* _DATA FOR ANALYSIS_
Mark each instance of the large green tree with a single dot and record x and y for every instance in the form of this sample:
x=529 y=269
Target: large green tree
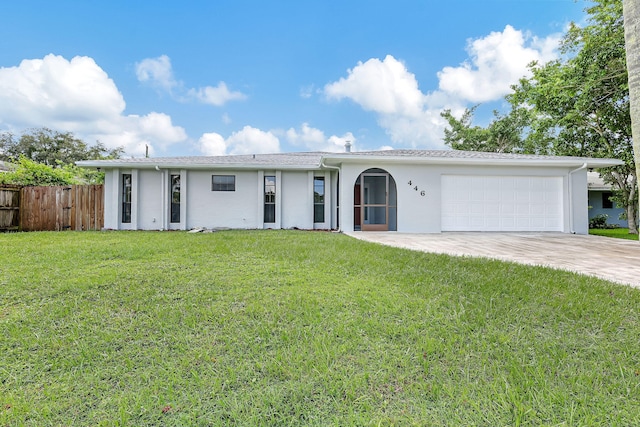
x=580 y=103
x=631 y=13
x=577 y=105
x=49 y=147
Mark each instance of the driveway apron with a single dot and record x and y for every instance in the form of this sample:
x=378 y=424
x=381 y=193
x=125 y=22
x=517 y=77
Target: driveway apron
x=617 y=260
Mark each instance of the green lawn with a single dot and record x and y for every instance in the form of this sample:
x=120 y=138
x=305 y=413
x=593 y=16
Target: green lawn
x=618 y=233
x=245 y=328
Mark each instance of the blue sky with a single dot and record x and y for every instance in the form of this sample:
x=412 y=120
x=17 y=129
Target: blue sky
x=227 y=77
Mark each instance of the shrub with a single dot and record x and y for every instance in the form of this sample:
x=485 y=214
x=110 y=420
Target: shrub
x=599 y=221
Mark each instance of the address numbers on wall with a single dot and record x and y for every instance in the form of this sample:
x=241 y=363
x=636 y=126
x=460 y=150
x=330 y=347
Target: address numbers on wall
x=415 y=188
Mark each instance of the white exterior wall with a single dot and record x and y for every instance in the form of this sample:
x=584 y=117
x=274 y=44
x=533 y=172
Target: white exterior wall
x=243 y=208
x=111 y=199
x=579 y=201
x=151 y=199
x=233 y=209
x=296 y=200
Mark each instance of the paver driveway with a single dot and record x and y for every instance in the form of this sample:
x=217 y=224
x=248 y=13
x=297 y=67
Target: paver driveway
x=617 y=260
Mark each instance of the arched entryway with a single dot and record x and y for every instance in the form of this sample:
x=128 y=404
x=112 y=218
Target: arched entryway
x=375 y=201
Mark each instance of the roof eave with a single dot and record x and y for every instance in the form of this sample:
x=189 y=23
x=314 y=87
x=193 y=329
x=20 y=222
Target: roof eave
x=559 y=162
x=98 y=164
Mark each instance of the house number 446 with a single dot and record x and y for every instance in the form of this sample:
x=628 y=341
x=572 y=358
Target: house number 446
x=415 y=187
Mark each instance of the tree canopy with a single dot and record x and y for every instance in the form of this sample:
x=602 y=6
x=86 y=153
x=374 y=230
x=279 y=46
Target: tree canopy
x=577 y=105
x=46 y=157
x=49 y=147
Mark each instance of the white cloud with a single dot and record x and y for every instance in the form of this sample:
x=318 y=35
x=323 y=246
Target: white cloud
x=213 y=144
x=249 y=140
x=307 y=91
x=158 y=73
x=216 y=95
x=384 y=86
x=315 y=140
x=78 y=96
x=390 y=90
x=411 y=117
x=497 y=61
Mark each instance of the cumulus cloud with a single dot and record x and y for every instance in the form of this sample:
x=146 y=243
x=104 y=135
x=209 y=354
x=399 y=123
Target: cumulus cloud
x=249 y=140
x=496 y=62
x=391 y=91
x=315 y=140
x=78 y=96
x=216 y=95
x=411 y=117
x=158 y=73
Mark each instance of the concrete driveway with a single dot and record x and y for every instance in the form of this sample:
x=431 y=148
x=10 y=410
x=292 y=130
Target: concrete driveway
x=617 y=260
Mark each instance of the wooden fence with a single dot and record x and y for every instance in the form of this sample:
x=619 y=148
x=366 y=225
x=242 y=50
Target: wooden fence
x=56 y=208
x=9 y=207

* _WORK INSTRUCTION_
Only the pictures are to be dropped; return everything else in the listing exactly.

* _SOLUTION_
Mark each instance of the large green tree with a single dot and record x and y for every instance in the form of this sample:
x=529 y=269
Target: large green tree
x=580 y=103
x=631 y=13
x=577 y=105
x=49 y=147
Mark each instance of the driveway apron with a single dot and record x and y for every instance in the form of this sample:
x=378 y=424
x=381 y=193
x=125 y=22
x=517 y=77
Target: driveway apron
x=617 y=260
Mark each instance of the green lawn with a single dot and record x and y for every instance in the form of this sample:
x=120 y=138
x=305 y=413
x=593 y=16
Target: green lawn
x=618 y=233
x=245 y=328
Mark each instance of the blue sky with a single dot and record x and y for every instance in the form of this sample:
x=412 y=120
x=17 y=129
Target: blue sky
x=227 y=77
Mark each instance of the shrub with a single dot and record x and y for every instance in the form of this sample:
x=485 y=214
x=110 y=420
Target: shrub
x=599 y=221
Mark each instance of the address numbers on wall with a single dot and record x and y for every instance in the form of this sample:
x=241 y=363
x=636 y=126
x=460 y=150
x=330 y=347
Target: address numbers on wall
x=415 y=188
Mark each instance of the white exterior wall with a single dot and record x and y for every instance in the form of this sample:
x=584 y=117
x=274 y=44
x=533 y=172
Target: white exterior wall
x=243 y=208
x=111 y=199
x=579 y=201
x=151 y=199
x=233 y=209
x=296 y=200
Mark each instance of the paver driveway with a single dot and record x and y for every instance in the form of this sample:
x=217 y=224
x=248 y=13
x=297 y=67
Target: paver driveway
x=617 y=260
Mark each instance of the arched entryway with a single dot and record x and y for every instance in the form of this sample:
x=128 y=404
x=112 y=218
Target: arched entryway
x=375 y=201
Mark each instance of the roof eave with a single dot and record x and y for every instance in the form of this sample:
x=189 y=23
x=314 y=87
x=193 y=329
x=20 y=222
Target: roof eave
x=559 y=162
x=98 y=164
Mark each instance of the house number 446 with a single dot and record x and y for every instance in the form of this sample:
x=628 y=341
x=572 y=358
Target: house number 446
x=415 y=187
Mark each instance of the tree canopy with a single dot and record x and y for every instance in the form of this sample:
x=602 y=6
x=86 y=153
x=374 y=230
x=279 y=46
Target: tree canopy
x=577 y=105
x=46 y=157
x=49 y=147
Mark each instance of the white cloud with a single dot and record x and y for every instance in the form of this sample:
x=318 y=35
x=323 y=246
Target: white cloud
x=213 y=144
x=249 y=140
x=307 y=91
x=158 y=73
x=216 y=95
x=384 y=86
x=315 y=140
x=78 y=96
x=390 y=90
x=411 y=117
x=497 y=61
Mark each instance of the cumulus cloud with a single dot and record x and y for every instance in the form of this sample:
x=146 y=243
x=104 y=135
x=209 y=354
x=399 y=123
Target: cumulus cloud
x=249 y=140
x=496 y=62
x=391 y=91
x=315 y=140
x=78 y=96
x=216 y=95
x=411 y=117
x=158 y=73
Mark each instance of the concrete driveway with a single dot and record x and y for every instance in the form of this sample:
x=431 y=148
x=10 y=410
x=292 y=130
Target: concrete driveway
x=617 y=260
Mark each instance of the wooden fence with a single dot and record x and y for every instance in the form of this sample:
x=619 y=148
x=366 y=225
x=242 y=50
Target: wooden fence
x=56 y=208
x=9 y=207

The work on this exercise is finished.